- **Records supplied**:

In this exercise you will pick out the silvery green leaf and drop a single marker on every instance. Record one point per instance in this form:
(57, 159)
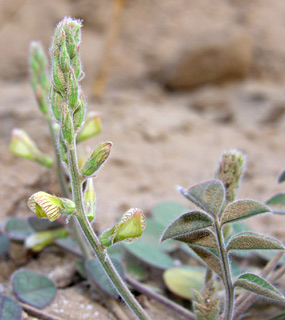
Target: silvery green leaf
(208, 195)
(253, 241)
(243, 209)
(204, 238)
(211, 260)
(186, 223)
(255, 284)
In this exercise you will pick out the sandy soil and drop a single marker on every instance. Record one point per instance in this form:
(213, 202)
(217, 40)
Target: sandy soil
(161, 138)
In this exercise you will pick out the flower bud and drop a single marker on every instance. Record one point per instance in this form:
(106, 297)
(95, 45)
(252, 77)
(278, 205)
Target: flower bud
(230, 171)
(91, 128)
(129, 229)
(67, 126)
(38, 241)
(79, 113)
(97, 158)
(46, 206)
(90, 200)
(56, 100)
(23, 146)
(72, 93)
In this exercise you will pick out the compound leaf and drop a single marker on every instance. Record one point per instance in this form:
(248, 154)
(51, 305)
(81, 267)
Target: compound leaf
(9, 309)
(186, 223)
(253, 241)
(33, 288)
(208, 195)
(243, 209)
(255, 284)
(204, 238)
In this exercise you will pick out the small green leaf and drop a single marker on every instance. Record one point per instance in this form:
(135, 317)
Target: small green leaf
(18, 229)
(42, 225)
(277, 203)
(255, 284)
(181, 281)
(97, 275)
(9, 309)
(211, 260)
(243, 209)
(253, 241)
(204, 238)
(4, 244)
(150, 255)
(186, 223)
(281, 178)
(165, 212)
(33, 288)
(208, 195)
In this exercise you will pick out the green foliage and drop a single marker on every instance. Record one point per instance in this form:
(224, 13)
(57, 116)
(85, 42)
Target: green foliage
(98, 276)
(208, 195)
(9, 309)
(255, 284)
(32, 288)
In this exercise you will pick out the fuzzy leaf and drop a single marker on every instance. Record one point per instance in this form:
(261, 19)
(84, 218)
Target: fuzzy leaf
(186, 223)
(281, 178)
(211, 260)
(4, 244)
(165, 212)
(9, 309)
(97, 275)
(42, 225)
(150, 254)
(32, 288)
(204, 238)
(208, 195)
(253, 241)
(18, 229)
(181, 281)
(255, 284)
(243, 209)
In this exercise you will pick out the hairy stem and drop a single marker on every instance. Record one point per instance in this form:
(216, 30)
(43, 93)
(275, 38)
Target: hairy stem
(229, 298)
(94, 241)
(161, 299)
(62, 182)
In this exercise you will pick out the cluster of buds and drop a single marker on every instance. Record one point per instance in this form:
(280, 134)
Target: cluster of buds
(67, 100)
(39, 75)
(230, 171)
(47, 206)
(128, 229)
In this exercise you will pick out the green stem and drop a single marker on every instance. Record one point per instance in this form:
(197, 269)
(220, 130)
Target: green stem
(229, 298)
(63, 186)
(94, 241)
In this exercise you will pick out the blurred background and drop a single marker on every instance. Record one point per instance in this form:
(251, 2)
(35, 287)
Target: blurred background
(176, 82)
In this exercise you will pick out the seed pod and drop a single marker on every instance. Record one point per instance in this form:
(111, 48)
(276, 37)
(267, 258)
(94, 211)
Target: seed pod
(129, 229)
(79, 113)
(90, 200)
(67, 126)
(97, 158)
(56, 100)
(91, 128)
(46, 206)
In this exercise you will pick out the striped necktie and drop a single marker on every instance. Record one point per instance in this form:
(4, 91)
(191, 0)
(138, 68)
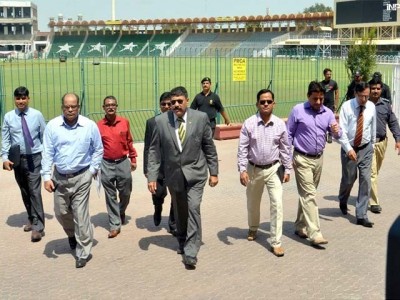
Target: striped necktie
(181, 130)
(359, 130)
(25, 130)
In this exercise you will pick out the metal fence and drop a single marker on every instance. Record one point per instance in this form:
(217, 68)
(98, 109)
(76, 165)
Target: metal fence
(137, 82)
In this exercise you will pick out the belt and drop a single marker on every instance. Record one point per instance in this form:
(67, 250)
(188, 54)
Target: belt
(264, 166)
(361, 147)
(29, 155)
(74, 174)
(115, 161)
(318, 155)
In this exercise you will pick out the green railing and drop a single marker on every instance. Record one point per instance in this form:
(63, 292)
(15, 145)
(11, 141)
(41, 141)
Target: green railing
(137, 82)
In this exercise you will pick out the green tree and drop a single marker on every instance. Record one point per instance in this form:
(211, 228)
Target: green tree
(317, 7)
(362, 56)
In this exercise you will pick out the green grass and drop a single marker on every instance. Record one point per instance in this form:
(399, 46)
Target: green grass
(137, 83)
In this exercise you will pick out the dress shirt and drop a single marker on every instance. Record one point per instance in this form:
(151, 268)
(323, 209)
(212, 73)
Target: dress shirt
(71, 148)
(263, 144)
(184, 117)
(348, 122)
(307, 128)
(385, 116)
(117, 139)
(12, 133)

- **Problem requirements**: Extract the entries in full, exactly as they are, minus the pictures.

- **Task solution**:
In this exercise you will pick out the silvery green leaf and drop a single marker on every instance. Record one point per instance in this form:
(57, 159)
Target: silvery green leaf
(208, 195)
(253, 241)
(243, 209)
(204, 238)
(211, 260)
(186, 223)
(255, 284)
In this exercise you will pick out the sandy soil and drop a single marker on every instance. Record one point per instance in this form:
(213, 202)
(217, 40)
Target: sandy soil
(161, 138)
In this exercise you will pick out the flower bud and drop a single marker on every instance. Record one point per instance in this form:
(106, 297)
(95, 45)
(252, 77)
(278, 205)
Target: flower bud
(230, 171)
(91, 128)
(129, 229)
(67, 126)
(38, 241)
(79, 113)
(97, 158)
(46, 206)
(90, 200)
(56, 100)
(23, 146)
(72, 93)
In this exercise you will pick out the compound leaf and drop a single marker on every instance. Record one point per instance in this form:
(248, 154)
(51, 305)
(81, 267)
Target: compound leaf
(9, 309)
(186, 223)
(253, 241)
(33, 288)
(208, 195)
(243, 209)
(255, 284)
(204, 238)
In this exercise you will pick out the small green leaf and drop a single marker on every instance. Record one point per instance in this form:
(135, 317)
Target: small green leaf
(18, 229)
(42, 225)
(277, 203)
(255, 284)
(181, 281)
(97, 275)
(9, 309)
(211, 260)
(243, 209)
(253, 241)
(204, 238)
(4, 244)
(150, 255)
(186, 223)
(281, 178)
(165, 212)
(33, 288)
(208, 195)
In this exercise you will pick out the green foliage and drop a single marker on every instance. Record one point per instance in this form:
(224, 13)
(57, 116)
(85, 42)
Target: green foliage
(98, 276)
(208, 195)
(9, 309)
(255, 284)
(32, 288)
In this exercise you will pick out the fuzzy leaf and drop a single marker on every instance. Record one point per instance in this form:
(261, 19)
(84, 218)
Target: fuzzy leaf
(186, 223)
(281, 178)
(211, 260)
(4, 244)
(165, 212)
(9, 309)
(97, 275)
(42, 225)
(150, 254)
(32, 288)
(204, 238)
(208, 195)
(253, 241)
(18, 229)
(181, 281)
(255, 284)
(243, 209)
In this exercise you will pick out the hairy stem and drop a single marker on every instance. Record one point per instance in this form:
(216, 30)
(43, 93)
(275, 38)
Target: hairy stem
(229, 298)
(94, 241)
(161, 299)
(62, 182)
In this exercise you will pick out the cluster of buds and drop a single marker on every instance. Record one point per instance in this form:
(280, 134)
Target: cluster of buds
(67, 100)
(39, 75)
(230, 171)
(47, 206)
(128, 229)
In this exercise you will pick out the green stem and drop a single marker on every instance. Record one point per instance in this form:
(197, 269)
(220, 130)
Target: green stem
(229, 298)
(63, 186)
(94, 241)
In this exercise you will pick out the blurred background and drop a single marker on every instance. Record one point per instance in this form:
(251, 2)
(35, 287)
Target: blurred background
(176, 82)
In this exercise you will pick out the seed pod and drop a single marker on every instance. Record one point per instance in this form:
(111, 48)
(276, 37)
(267, 258)
(94, 211)
Target: seed pod
(129, 229)
(79, 113)
(90, 200)
(67, 126)
(97, 158)
(56, 100)
(91, 128)
(46, 206)
In this exercise you will pick out the striped necktie and drop a single marker on every instance. Record one point per instance in this form:
(4, 91)
(191, 0)
(138, 68)
Target: striped necktie
(181, 130)
(359, 130)
(25, 130)
In this exercise you will pick out the metal fence and drop a single marker on every instance. Record one point per instance in this form:
(217, 68)
(98, 109)
(76, 165)
Target: metal fence
(137, 82)
In this exercise you will pick out the belt and drop a single marker on every instance. Record one point per instance in this form:
(67, 250)
(188, 54)
Target: belt
(264, 166)
(361, 147)
(29, 155)
(74, 174)
(115, 161)
(318, 155)
In this exercise you will pick out the green railing and drop a single marker on every instance. Record one point per instance in this form:
(63, 292)
(15, 145)
(11, 141)
(41, 141)
Target: green railing
(137, 82)
In this exercise you will pick out the green tree and drop a single marker on every instance. Record one point per instance in this form:
(211, 228)
Target: green tree
(317, 7)
(362, 56)
In this exercise you will pick out the green grass and drop a single marker on every instance. Record one point per instance in this form:
(399, 46)
Target: green grass
(137, 83)
In this exercise you will pick out the dress shirt and drop a single marker on every instance. Record one point per instance in this form:
(151, 268)
(323, 209)
(212, 73)
Target: dress shirt
(71, 148)
(263, 144)
(184, 117)
(348, 122)
(307, 128)
(385, 116)
(117, 139)
(12, 133)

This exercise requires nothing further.